A word-for-word restatement of the whole listing is the expected answer.

--- Given records Enclosed Below ---

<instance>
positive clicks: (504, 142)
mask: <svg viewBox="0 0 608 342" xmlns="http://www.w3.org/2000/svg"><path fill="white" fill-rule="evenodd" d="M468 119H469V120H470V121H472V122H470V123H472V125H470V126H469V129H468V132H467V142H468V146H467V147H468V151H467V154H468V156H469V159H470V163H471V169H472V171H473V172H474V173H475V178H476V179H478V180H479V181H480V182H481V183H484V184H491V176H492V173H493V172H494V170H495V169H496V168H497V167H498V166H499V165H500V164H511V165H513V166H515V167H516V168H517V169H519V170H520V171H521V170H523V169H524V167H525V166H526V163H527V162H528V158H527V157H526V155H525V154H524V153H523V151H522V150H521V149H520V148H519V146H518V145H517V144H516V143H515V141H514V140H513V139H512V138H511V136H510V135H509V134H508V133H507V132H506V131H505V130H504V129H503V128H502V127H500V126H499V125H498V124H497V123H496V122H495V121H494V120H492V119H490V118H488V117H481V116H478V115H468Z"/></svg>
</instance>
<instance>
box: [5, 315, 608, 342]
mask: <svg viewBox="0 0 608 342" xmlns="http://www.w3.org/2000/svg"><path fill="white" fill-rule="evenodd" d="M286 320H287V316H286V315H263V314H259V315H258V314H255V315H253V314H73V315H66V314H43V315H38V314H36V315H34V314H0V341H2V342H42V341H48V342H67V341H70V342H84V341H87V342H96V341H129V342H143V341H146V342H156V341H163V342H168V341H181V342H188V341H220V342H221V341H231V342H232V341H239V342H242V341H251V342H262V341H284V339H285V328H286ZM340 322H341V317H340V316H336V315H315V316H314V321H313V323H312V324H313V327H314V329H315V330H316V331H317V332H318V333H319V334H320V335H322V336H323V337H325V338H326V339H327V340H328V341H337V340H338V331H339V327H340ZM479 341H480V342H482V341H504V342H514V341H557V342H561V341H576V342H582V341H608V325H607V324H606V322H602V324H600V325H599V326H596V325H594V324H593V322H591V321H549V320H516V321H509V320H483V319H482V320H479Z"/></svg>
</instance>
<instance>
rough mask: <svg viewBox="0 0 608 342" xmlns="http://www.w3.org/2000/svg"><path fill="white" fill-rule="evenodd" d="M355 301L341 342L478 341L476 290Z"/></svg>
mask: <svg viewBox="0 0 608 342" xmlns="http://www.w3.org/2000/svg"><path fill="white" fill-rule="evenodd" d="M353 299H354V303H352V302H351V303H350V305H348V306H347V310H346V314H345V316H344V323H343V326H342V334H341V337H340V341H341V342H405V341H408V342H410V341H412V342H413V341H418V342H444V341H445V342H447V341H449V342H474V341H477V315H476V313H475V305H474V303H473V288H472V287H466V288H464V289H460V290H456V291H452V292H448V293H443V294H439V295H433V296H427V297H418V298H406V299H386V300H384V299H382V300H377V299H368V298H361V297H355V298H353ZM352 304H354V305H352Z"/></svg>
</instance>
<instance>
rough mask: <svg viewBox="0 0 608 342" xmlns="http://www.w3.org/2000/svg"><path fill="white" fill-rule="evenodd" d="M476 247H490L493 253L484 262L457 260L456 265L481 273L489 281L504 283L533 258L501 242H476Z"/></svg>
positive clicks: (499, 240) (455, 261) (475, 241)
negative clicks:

--- End of Enclosed Given records ---

__Output for this task__:
<instance>
positive clicks: (504, 142)
mask: <svg viewBox="0 0 608 342" xmlns="http://www.w3.org/2000/svg"><path fill="white" fill-rule="evenodd" d="M468 119H469V120H470V121H472V122H470V123H472V125H470V126H469V129H468V132H467V142H468V146H467V147H468V151H467V154H468V156H469V159H470V163H471V169H472V171H473V172H474V173H475V178H476V179H478V180H479V181H480V182H481V183H484V184H491V176H492V173H493V172H494V170H495V169H496V168H497V167H498V166H499V165H500V164H511V165H513V166H515V167H516V168H517V169H519V170H520V171H521V170H523V169H524V167H525V166H526V163H527V162H528V158H527V157H526V155H525V154H524V153H523V151H522V150H521V149H520V148H519V146H518V145H517V144H516V143H515V141H514V140H513V139H512V138H511V136H510V135H509V134H508V133H507V132H506V131H505V130H504V129H503V128H502V127H500V126H499V125H498V124H497V123H496V122H495V121H494V120H492V119H490V118H488V117H481V116H478V115H468Z"/></svg>
</instance>
<instance>
box: [5, 315, 608, 342]
mask: <svg viewBox="0 0 608 342" xmlns="http://www.w3.org/2000/svg"><path fill="white" fill-rule="evenodd" d="M286 320H287V316H286V315H263V314H259V315H258V314H255V315H253V314H73V315H66V314H43V315H38V314H36V315H34V314H0V341H2V342H42V341H48V342H67V341H70V342H84V341H87V342H96V341H129V342H143V341H146V342H156V341H163V342H168V341H181V342H188V341H220V342H221V341H231V342H232V341H239V342H242V341H251V342H262V341H284V339H285V328H286ZM340 322H341V317H340V316H336V315H315V316H314V321H313V323H312V324H313V327H314V329H315V330H316V331H317V332H318V333H319V334H320V335H322V336H323V337H325V338H326V339H327V340H328V341H337V340H338V331H339V327H340ZM479 341H480V342H482V341H504V342H514V341H557V342H561V341H576V342H582V341H608V325H607V324H606V322H602V324H600V325H599V326H596V325H594V324H593V322H591V321H549V320H516V321H509V320H483V319H482V320H479Z"/></svg>
</instance>
<instance>
rough mask: <svg viewBox="0 0 608 342" xmlns="http://www.w3.org/2000/svg"><path fill="white" fill-rule="evenodd" d="M355 301L341 342L478 341L476 290Z"/></svg>
mask: <svg viewBox="0 0 608 342" xmlns="http://www.w3.org/2000/svg"><path fill="white" fill-rule="evenodd" d="M353 299H354V303H352V302H351V303H350V305H348V306H347V310H346V314H345V316H344V323H343V326H342V334H341V337H340V341H341V342H405V341H408V342H410V341H412V342H413V341H418V342H444V341H445V342H447V341H449V342H474V341H477V315H476V313H475V305H474V303H473V288H472V287H466V288H464V289H460V290H456V291H452V292H448V293H443V294H439V295H433V296H427V297H418V298H406V299H386V300H384V299H382V300H377V299H368V298H361V297H355V298H353ZM352 304H354V305H352Z"/></svg>
</instance>
<instance>
rough mask: <svg viewBox="0 0 608 342" xmlns="http://www.w3.org/2000/svg"><path fill="white" fill-rule="evenodd" d="M476 247H490L493 253L484 262L457 260L456 265L481 273L489 281L504 283L533 258L501 242H476Z"/></svg>
positive clicks: (499, 240) (455, 261) (475, 241)
negative clicks:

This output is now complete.